EXCERPT below:

Branding Iron, October 9, 1998
Student reaction sparks petition
By Eric Jordan, BI Staff Writer

Less than two days after Matthew Shephard, a 22-year-old political science major was found brutally beaten and tied to a fence, response in the Laramie area has been resounding.

A petition was composed asking Governor Jim Geringer, State Senate Judiciary Chairman April Brimmer Kuntz, and State Representative Kathryn Sessions to form a commission to investigate the beating of Shephard and to take legislative steps to secure a passage of a new Wyoming state law to deter such hate crimes in the future.

Those wishing to sign the petition via the Internet can go to and find the petition in the "Civil Rights and Minority Issues" category. The service hosting the petition, E-the People, also allows the send the petition to 10 friends and acquaintances.

End of EXCERPT.

PROBLEM SET =
1. Answer these questions about the petition article:
(a) How old was Matthew Shephard?
(b) Who is named as State Senate Judiciary Chairman?
(c) In which category can the petition be found online?
2. Can you return the part of the petition article that begins at the words "A petition was" and stops after the words "in the future."?

DATA SHOWN below:

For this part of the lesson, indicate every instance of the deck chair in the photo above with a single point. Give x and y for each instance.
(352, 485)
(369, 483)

End of DATA SHOWN.

ANSWERS PER TASK =
1.
(a) 22
(b) April Brimmer Kuntz
(c) "Civil Rights and Minority Issues"

2.
A petition was composed asking Governor Jim Geringer, State Senate Judiciary Chairman April Brimmer Kuntz, and State Representative Kathryn Sessions to form a commission to investigate the beating of Shephard and to take legislative steps to secure a passage of a new Wyoming state law to deter such hate crimes in the future.